*Extract:*
──────

Yet no larger action was taken. Food and Drug Administration officials insisted as recently as last week that they were surprised by the outbreak because Mexican peppers had not been spotted as a problem before.

But an Associated Press analysis of FDA records found that peppers and chilies were consistently the top Mexican crop rejected by border inspectors for the last year.

Since January alone, 88 shipments of fresh and dried chilies were turned away. Ten percent were contaminated with salmonella. In the last year, 8 percent of the 158 intercepted shipments of fresh and dried chilies had salmonella….

We immediately became suspicious upon reading this article. Although the Pundit has been interviewed by several AP reporters over the years and usually finds them to have tough standards — in fact being unwilling to run with stories without solid evidence — this piece seemed incomplete and sloppy.

All the logical questions weren’t raised or answered:

  1. Referring to “Mexican chilis” evades the crucial question: Dried, canned or fresh?
  2. Were these tested shipments a result of random sampling or were these shipments selected for enhanced scrutiny because they came from suspect producers?
  3. Were the numbers goosed by intense inspection after the FDA became concerned about Mexican produce, in general, and chili peppers, in particular?

An exploration of FDA’s OASIS Records points to a few obvious issues:

  1. AP included dried peppers and fresh peppers, even though dried peppers were never implicated in this outbreak. And most of the rejections of filthy product are for dried, not fresh, jalapenos.
  2. A good chunk if not the majority of the positive salmonella findings in peppers were in JULY — after FDA stepped up inspection and testing of chili peppers.
  3. A good chunk of the fresh Mexican chili peppers rejected also took place in July.
  4. The story says peppers were the most rejected item, even though FDA never told the reporters (and it says this in the story) what percentage the rejected items make up of all chili peppers inspected.

We’ve not been afraid to critique the FDA when it was in the wrong, but this all seemed pretty suspicious, so we asked Pundit Investigator and Special Projects Editor Mira Slott to find out more:

Sebastian Cianci
FDA spokesperson

Q: The AP article, Mexican Peppers Posed Problems Long Before Outbreak, appears to unfairly disparage the FDA. There is data in the AP article that doesn’t make sense. Could you clarify and correct any confusion or misinformation? We would like to set the record straight.

──────

*Information provided:*
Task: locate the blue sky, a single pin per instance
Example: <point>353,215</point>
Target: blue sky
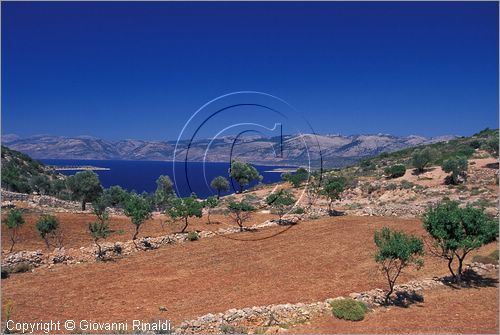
<point>139,70</point>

──────

*To do:*
a – In the text on Mexican peppers, what share of the 158 chili shipments intercepted in the last year had salmonella?
b – Using the text on Mexican peppers, explain why the writers objected to the AP counting dried peppers alongside fresh ones.
c – Carry on the text on Mexican peppers from its last sentence.

*Outputs:*
a – 8 percent

b – Dried peppers were never implicated in this outbreak. Most rejections for filthy product were also for dried jalapenos, not fresh ones, so counting them made the figures look worse than they were for fresh peppers.

c –
For example, AP reports that since January, 88 shipments of fresh and dried chilies were turned away, and ten percent were contaminated with Salmonella. How much was fresh? Were these shipments targeted based on known problems beforehand? Ten percent of random samples would certainly be extraordinary, since fresh peppers are not known as a problem for Salmonella. Do these numbers correspond to increased testing due to the outbreak?

A: The number of shipments that were reported by AP, 88, appears to be the number of lines of Mexican pepper products refused in 2008, according to our refusal report. As of the date of the article, the refusal reports covered January through July 2008. It covered all types of pepper products including dried and canned in addition to fresh.

Q: What constitutes a line?

A: We talk about lines of shipments. I can give you the line breakout — A line is an import entry. Suppose you have a shipment of bananas, that’s a line. A shipment of bananas and oranges will be two lines. If avocados are included, that’s three lines. A line might be five crates or half a shipment of something.

Q: So could you detail the 88 lines that AP is referencing?

A: 29 lines were detained as a result of filth or sanitation issues. 20 lines were refused based on Low Acid Canned Food Registration (LACFR) or process issues. 26 lines were refused based on pesticide residue violations. 3 lines were refused based on Fair Packaging and Labeling Act (FPLA) violations.

10 lines were refused based on the presence of Salmonella. Of the 10 Salmonella refusals, 3 of those were dried peppers, and 7 were fresh peppers. FDA actually sampled eight of these 10 shipments. The other two were detained without physical examination because the firms were already on import alert 99-19, which covers processed pepper products. We see them coming in and reject them.

Of these 8 that we did sample, one was dried pepper and subsequently added to import alert 99-19. Seven were fresh peppers coming from six different firms. Three of those firms were placed on import alert 99-23. The names of these three farms were: Zargoza, Consuelo, and Fernando Ruy Sanchez. The other three did not meet the DWPE [Detention Without Physical Examination] criteria.

Q: What is that criteria?

A: The product still gets rejected but the firm doesn’t get placed on DWPE since only one sample came up positive for salmonella. When you have raw agricultural product, there is always something difficult to control that could have contaminated it. The example we give is a bird dropping, which is an isolated incident. If two samples come up positive it will land on DWPE.

Q: When were these positives on fresh peppers discovered? Was this during the period that FDA ramped up testing of fresh peppers as part of the expanding outbreak investigation?

A: There is always baseline sampling FDA does. When the outbreak was first discovered in the beginning of June, we started increasing sampling, including on tomatoes. In July, when it seemed the cause of the outbreak was something more than tomatoes, we augmented the increased testing for jalapenos, serranos, cilantro and basil.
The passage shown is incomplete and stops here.